Given instruction: Render every one of these lines as a numbered list, skipping any blank lines, and leave the pictures out of your answer.
---------- Input material ----------
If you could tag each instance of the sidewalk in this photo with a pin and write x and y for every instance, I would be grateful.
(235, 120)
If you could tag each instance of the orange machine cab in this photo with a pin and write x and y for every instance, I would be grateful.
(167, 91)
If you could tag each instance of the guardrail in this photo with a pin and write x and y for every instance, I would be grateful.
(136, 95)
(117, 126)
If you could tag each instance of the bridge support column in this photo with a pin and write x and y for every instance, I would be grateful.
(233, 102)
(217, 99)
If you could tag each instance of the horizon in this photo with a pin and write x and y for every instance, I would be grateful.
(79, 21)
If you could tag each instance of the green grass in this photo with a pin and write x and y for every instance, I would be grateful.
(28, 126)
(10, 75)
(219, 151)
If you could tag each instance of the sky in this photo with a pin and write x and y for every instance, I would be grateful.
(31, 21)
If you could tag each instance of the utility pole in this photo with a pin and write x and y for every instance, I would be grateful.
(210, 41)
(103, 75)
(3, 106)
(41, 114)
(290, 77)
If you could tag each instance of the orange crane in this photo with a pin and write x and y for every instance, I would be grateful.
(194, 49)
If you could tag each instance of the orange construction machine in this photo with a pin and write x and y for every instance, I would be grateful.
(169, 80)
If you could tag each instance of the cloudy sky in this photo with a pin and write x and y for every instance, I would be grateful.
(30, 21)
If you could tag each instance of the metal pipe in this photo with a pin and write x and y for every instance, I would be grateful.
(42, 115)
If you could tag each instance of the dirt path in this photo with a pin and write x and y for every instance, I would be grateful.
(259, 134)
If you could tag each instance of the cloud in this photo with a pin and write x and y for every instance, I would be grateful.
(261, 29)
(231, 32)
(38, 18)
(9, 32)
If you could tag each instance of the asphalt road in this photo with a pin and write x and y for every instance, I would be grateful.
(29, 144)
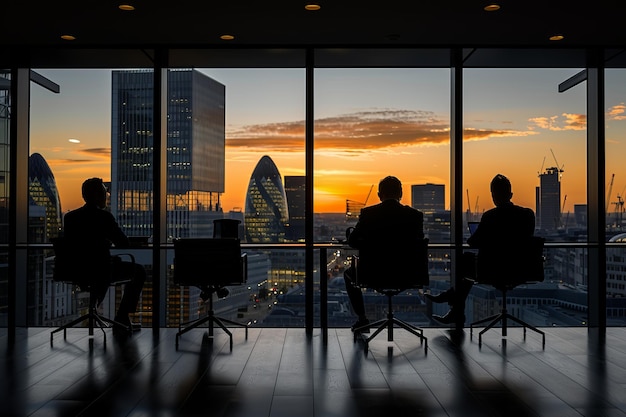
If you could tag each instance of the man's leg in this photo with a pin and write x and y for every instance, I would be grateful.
(132, 289)
(457, 297)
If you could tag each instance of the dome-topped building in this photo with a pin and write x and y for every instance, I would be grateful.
(42, 191)
(266, 213)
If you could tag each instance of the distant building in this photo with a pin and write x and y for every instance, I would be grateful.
(49, 302)
(266, 220)
(428, 198)
(195, 166)
(548, 200)
(295, 189)
(42, 192)
(195, 152)
(266, 213)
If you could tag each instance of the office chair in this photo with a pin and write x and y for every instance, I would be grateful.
(391, 269)
(211, 265)
(74, 265)
(505, 268)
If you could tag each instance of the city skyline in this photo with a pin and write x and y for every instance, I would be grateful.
(368, 124)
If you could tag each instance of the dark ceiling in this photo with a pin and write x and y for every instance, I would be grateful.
(36, 25)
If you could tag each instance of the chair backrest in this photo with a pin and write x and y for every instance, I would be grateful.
(77, 263)
(211, 262)
(511, 265)
(393, 266)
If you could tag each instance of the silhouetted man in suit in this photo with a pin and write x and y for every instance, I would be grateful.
(91, 230)
(388, 221)
(499, 228)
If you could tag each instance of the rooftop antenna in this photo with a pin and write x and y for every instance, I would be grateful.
(608, 194)
(557, 163)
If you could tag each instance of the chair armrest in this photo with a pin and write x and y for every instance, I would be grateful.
(130, 256)
(244, 267)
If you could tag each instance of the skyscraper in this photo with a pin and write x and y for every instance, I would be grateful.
(266, 213)
(548, 199)
(42, 192)
(195, 165)
(428, 198)
(48, 301)
(295, 188)
(195, 152)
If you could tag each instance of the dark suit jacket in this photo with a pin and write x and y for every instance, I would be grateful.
(506, 250)
(388, 222)
(90, 231)
(503, 225)
(392, 251)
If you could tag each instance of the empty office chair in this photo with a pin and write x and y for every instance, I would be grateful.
(211, 265)
(74, 265)
(506, 267)
(391, 269)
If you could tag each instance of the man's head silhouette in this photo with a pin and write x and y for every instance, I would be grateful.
(95, 192)
(501, 190)
(389, 188)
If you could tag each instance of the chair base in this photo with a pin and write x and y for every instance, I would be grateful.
(212, 319)
(95, 320)
(502, 317)
(389, 324)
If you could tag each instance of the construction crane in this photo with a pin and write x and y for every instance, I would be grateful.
(608, 194)
(619, 209)
(557, 162)
(353, 208)
(563, 209)
(469, 206)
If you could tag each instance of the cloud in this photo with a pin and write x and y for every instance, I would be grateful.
(617, 112)
(566, 121)
(364, 131)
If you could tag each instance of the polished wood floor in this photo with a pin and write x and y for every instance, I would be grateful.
(281, 372)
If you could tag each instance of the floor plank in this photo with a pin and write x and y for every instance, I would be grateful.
(277, 372)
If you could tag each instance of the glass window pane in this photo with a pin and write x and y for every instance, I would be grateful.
(5, 124)
(516, 123)
(73, 135)
(371, 123)
(615, 99)
(236, 151)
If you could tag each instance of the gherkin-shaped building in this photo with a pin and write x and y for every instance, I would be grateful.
(42, 192)
(266, 213)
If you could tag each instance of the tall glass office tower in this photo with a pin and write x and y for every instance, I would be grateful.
(195, 152)
(548, 197)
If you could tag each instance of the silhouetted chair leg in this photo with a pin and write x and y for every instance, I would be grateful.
(94, 320)
(502, 317)
(213, 320)
(389, 324)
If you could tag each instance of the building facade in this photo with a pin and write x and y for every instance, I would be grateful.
(266, 213)
(548, 200)
(195, 152)
(195, 166)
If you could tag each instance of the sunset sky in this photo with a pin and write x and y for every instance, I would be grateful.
(369, 123)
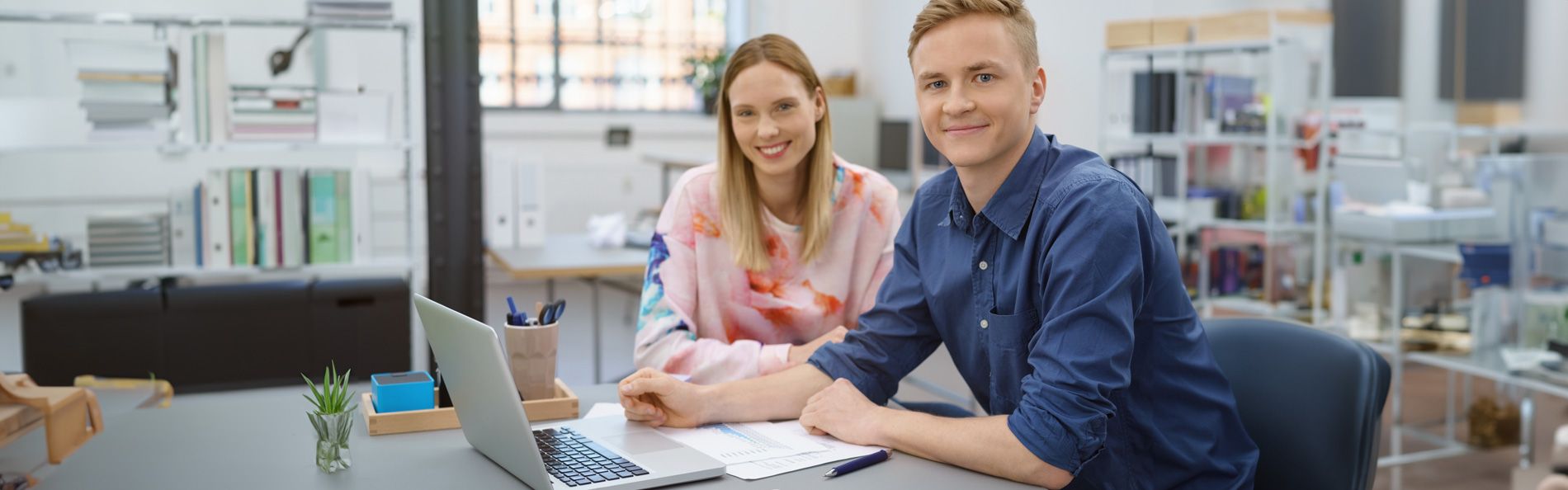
----------
Exercise solution:
1. If you could tag each instance of the sidewalk in this photo with a pin and write x and y for every instance, I would be grateful.
2. (235, 120)
3. If you could tag each instance of the orange machine cab in this photo with a pin and write x and y for every instance, I would be grateful.
4. (167, 91)
5. If you could tag each instance of the guardrail in this photo with a pin and write x and y for every instance, I would be grateful.
6. (136, 95)
7. (117, 126)
8. If you could tag each instance of the bridge support column in this photo with a pin and write x and y for every instance, I would be grateful.
9. (233, 102)
10. (217, 99)
11. If you could tag each instance of the horizon in this photo with a pin and write x and y for every instance, I would be grateful.
12. (79, 21)
13. If you could tag each instance of the green grass in this photo with a pin and write x and y for every instance, I would be grateful.
14. (28, 126)
15. (10, 75)
16. (219, 151)
17. If you could tag each instance of the sky in this photo with a pin and write x and y for every instance, I would be grateful.
18. (31, 21)
19. If you could tag each instance of the utility pole in this photo with a pin and write x and y for every instance, I would be grateful.
20. (210, 41)
21. (103, 75)
22. (3, 106)
23. (41, 114)
24. (290, 77)
25. If you could tag each instance of the orange crane in this photo with a pin and write x and y for every instance, I would be grateful.
26. (194, 49)
27. If you could tag each instance of the orange construction machine in this photo with a pin and write x and y for every instance, I would be grateful.
28. (169, 80)
29. If you could tag each instance of the cloudy sky in this photo with a pin and write x and y for every instance, I would be grateful.
30. (30, 21)
31. If you could tag each instance of the metal pipe in this photo with a pin and write x and y for every instance, I would be grateful.
32. (42, 115)
33. If you could tag each instance of the dirt path in this photo with a pin and write x and y for every instance, I would be grateful.
34. (259, 134)
35. If you could tag each instance of the cloud in this photo with a pin and write x and y for every instance, I would be grateful.
36. (261, 29)
37. (231, 32)
38. (38, 18)
39. (9, 32)
40. If you could tag each instance of the asphalt road in this photo with a pin and write x and y for every instance, I would be grateful.
41. (29, 144)
42. If you could tag each instance of the man's leg in this photo with a pin and write x and y for every instance, I would be grateful.
43. (132, 289)
44. (457, 297)
45. If you could tag each instance of the dome-topped building in this photo with a pin and write x and y for every instance, I would be grateful.
46. (42, 191)
47. (266, 213)
48. If you could tag each instance of the distant building in this photo with a pin and write x and y for every instance, I would be grateful.
49. (49, 302)
50. (266, 220)
51. (428, 198)
52. (195, 166)
53. (548, 200)
54. (295, 189)
55. (42, 192)
56. (195, 152)
57. (266, 213)
58. If you could tag each instance of the office chair in this photo with a pin and write x and y for every instance, I would be grateful.
59. (391, 269)
60. (211, 265)
61. (74, 265)
62. (505, 268)
63. If you could tag each instance of the city skyline in this photo with a pin and write x and y for every instance, I would be grateful.
64. (368, 124)
65. If you could tag each instance of the dark ceiling in this photo with a pin and write x and y for every instance, I would be grateful.
66. (36, 25)
67. If you could tag each instance of the chair backrest in this photo with a pin and write x and y for every instance, I would be grateful.
68. (77, 263)
69. (211, 262)
70. (511, 265)
71. (393, 266)
72. If you could tag each instance of the silhouetted man in suit in this photo with a pin and write x and y for every instance, I would be grateful.
73. (91, 230)
74. (388, 221)
75. (499, 228)
76. If you could tag each instance of the rooftop antenna in this photo with a pin and write x and y for every instance, I would be grateful.
77. (608, 194)
78. (557, 163)
79. If you could tag each instance of the chair armrest in this photo with a pin and write x and y for every instance, I would be grateful.
80. (130, 256)
81. (244, 267)
82. If you could tag each instance of the skyscraper in this photo with a pin and write x and y for every instance, I would be grateful.
83. (266, 213)
84. (548, 199)
85. (42, 192)
86. (195, 165)
87. (428, 198)
88. (48, 301)
89. (295, 188)
90. (195, 152)
91. If you could tag each instance of the dark suit jacket in this photo with a pin and write x and y for every instance, I would be grateful.
92. (506, 250)
93. (388, 222)
94. (90, 231)
95. (503, 225)
96. (392, 251)
97. If you could tag each instance of the empty office chair in this photo with a pin and write x and y for every instance, I would be grateful.
98. (211, 265)
99. (74, 265)
100. (506, 267)
101. (391, 269)
102. If you could tag each instance of the man's head silhouette in this photo with a pin and write x and y for every instance, I would be grateful.
103. (95, 192)
104. (501, 190)
105. (389, 188)
106. If you could tag each instance of the chair base in this photo with a pin and write x and y for every instance, I would be grateful.
107. (212, 319)
108. (95, 320)
109. (502, 317)
110. (389, 324)
111. If you could tag each instance of the construction crane in this photo with a pin and write x and y for every instance, I would be grateful.
112. (608, 194)
113. (619, 209)
114. (557, 162)
115. (353, 208)
116. (563, 209)
117. (469, 206)
118. If you could tag each instance of the cloud in this photo with a pin and write x and y for every instance, I would be grateful.
119. (617, 112)
120. (566, 121)
121. (364, 131)
122. If you could tag each instance of the polished wood floor in this photo with a pin and write x and y for every instance, I would be grateful.
123. (281, 372)
124. If you could tag each instance of the floor plank in this photo with a pin and write x and y for every instance, I would be grateful.
125. (277, 372)
126. If you could tag each instance of the glass window pane in this photo with a pin and write x and y for every instance, I would be grateful.
127. (5, 124)
128. (516, 123)
129. (73, 135)
130. (371, 123)
131. (615, 99)
132. (236, 151)
133. If you could tag each instance of the gherkin-shaped building in this photo with a pin and write x and y for every instance, I would be grateful.
134. (42, 192)
135. (266, 213)
136. If you could tag each instance of the tall glass office tower in this photo with a pin and write x and y for every instance, I would be grateful.
137. (195, 152)
138. (548, 197)
139. If you could tag each instance of the silhouetted chair leg in this photo with a pin and write x and y for every instance, I would be grateful.
140. (94, 320)
141. (502, 317)
142. (213, 320)
143. (389, 324)
144. If you could tag each instance of the building facade in this photo with a pin and write x and y for every instance, I would be grateful.
145. (266, 213)
146. (548, 200)
147. (195, 152)
148. (195, 166)
149. If you could tag each instance of the sunset sky in this photo with a pin and write x and y for every instance, I would be grateful.
150. (369, 123)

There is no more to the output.